BRANO CITATO
▬▬▬▬▬▬
Dall’ultimo report rilasciato il 5 dicembre emerge che il tasso di positività è in aumento – rispetto a quanto registrato nella settimana precedente – sia nella comunità sia nel flusso ospedaliero. Per quanto riguarda la comunità, tra i virus respiratori circolanti, i valori di positività più elevati sono stati rilevati rispettivamente per virus influenzali, per rhinovirus e per Sars CoV 2. La co-circolazione dei diversi virus respiratori contribuisce a determinare il valore di incidenza delle infezioni respiratorie acute (Ari).
Nel flusso ospedaliero, tra i virus respiratori i tassi di positività più elevati sono stati rilevati per i rhinovirus, seguiti dai virus influenzali e da virus parainfluenzali. Per Sars CoV 2, i tassi di positività più alti si osservano nella fascia di età over 65, per i quali, così come per l’influenza, è stata avviata una campagna di vaccinazione contro Covid 19, rivolta anche ad altre categorie a rischio.
▬▬▬▬▬▬
MATERIALE IN ESAME

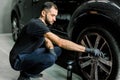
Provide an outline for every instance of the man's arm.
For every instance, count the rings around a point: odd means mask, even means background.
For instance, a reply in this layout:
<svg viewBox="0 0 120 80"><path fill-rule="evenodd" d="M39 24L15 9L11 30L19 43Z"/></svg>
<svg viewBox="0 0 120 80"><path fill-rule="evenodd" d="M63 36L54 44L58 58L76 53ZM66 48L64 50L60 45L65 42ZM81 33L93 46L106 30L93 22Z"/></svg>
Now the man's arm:
<svg viewBox="0 0 120 80"><path fill-rule="evenodd" d="M78 45L66 39L62 39L52 32L47 32L44 36L48 38L50 41L52 41L53 43L57 44L59 47L62 47L64 49L78 51L78 52L85 52L84 46Z"/></svg>
<svg viewBox="0 0 120 80"><path fill-rule="evenodd" d="M53 49L54 48L53 43L47 37L45 37L45 45L48 49Z"/></svg>

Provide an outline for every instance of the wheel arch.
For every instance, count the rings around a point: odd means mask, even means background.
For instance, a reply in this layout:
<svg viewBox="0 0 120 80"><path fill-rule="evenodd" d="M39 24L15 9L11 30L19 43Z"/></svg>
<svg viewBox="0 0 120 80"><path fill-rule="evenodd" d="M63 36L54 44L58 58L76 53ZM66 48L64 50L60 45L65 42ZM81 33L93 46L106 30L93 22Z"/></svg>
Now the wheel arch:
<svg viewBox="0 0 120 80"><path fill-rule="evenodd" d="M67 32L70 38L74 37L77 32L80 31L82 28L81 25L87 24L86 22L92 23L104 23L104 24L112 24L114 28L117 28L119 31L120 29L120 7L113 2L95 2L95 1L88 1L80 5L75 12L73 13L71 20L69 22ZM76 22L80 20L79 29ZM76 31L78 30L78 31ZM75 38L74 38L75 39Z"/></svg>

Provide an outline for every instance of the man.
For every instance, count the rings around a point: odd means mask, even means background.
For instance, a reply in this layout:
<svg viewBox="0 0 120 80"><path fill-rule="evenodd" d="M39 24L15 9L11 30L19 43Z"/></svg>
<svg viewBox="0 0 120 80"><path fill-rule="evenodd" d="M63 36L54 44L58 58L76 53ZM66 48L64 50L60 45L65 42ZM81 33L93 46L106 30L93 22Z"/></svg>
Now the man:
<svg viewBox="0 0 120 80"><path fill-rule="evenodd" d="M60 47L72 51L91 53L95 56L102 54L98 49L85 48L52 33L47 26L56 21L57 14L57 6L52 2L45 2L40 17L30 20L22 29L10 51L11 66L13 69L20 71L18 80L30 80L30 77L35 77L52 66L61 54Z"/></svg>

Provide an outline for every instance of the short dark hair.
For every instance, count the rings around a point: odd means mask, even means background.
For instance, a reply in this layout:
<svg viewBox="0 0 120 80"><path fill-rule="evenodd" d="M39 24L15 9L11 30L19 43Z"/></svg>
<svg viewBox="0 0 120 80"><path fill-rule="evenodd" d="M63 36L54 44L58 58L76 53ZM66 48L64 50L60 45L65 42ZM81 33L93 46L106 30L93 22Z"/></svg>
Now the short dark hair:
<svg viewBox="0 0 120 80"><path fill-rule="evenodd" d="M54 7L56 10L58 10L57 5L54 4L53 2L45 2L42 5L41 11L44 10L44 9L51 9L51 7Z"/></svg>

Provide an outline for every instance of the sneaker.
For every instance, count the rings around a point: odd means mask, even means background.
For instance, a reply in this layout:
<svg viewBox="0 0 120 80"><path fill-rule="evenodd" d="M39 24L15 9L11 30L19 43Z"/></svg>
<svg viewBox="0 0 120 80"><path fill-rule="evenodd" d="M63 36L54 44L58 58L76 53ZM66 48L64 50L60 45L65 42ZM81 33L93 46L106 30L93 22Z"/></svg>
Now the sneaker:
<svg viewBox="0 0 120 80"><path fill-rule="evenodd" d="M30 77L27 76L24 72L20 72L20 76L17 80L30 80Z"/></svg>

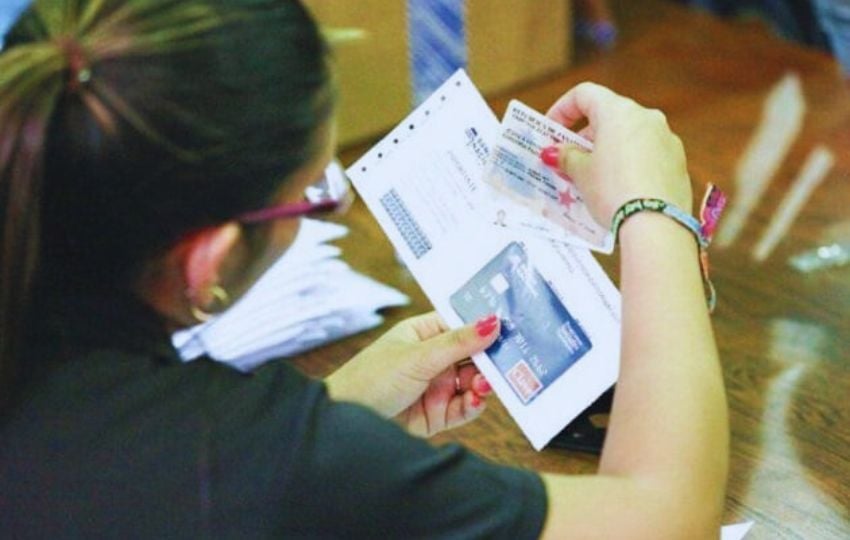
▬▬▬▬▬▬
DOMANDE
(A) Secondo il brano sui virus respiratori, che cosa contribuisce a determinare il valore di incidenza delle infezioni respiratorie acute (Ari)? Rispondi in una, due o tre frasi.
(B) Continua il brano sui virus respiratori dopo la sua ultima frase.
Il materiale qui non ha alcun ruolo.

RISPOSTE
(A) Vi contribuisce la co-circolazione dei diversi virus respiratori. Nella comunità i valori di positività più elevati sono stati rilevati per virus influenzali, rhinovirus e Sars CoV 2.

(B)
Per quanto riguarda la caratterizzazione dei virus influenzali, il bollettino riferisce che nella comunità la percentuale di virus A(H3N2) è in continuo aumento e risulta ampiamente maggiore rispetto ai virus A(H1N1)pdm09. Anche nel flusso ospedaliero la percentuale di virus A(H3N2) risulta in aumento rispetto a quella dei virus A(H1N1)pdm09. Tuttavia, il numero di test positivi è al momento ancora basso per poter fornire indicazioni sull’andamento della stagione. A oggi nessun campione è risultato essere positivo per influenza di tipo A “non sottotipizzabile” come influenza stagionale, che potrebbe essere indicativo della circolazione di ceppi aviari.
Il virologo Pregliasco: “Ancora diffidenza nei confronti della protezione vaccinale”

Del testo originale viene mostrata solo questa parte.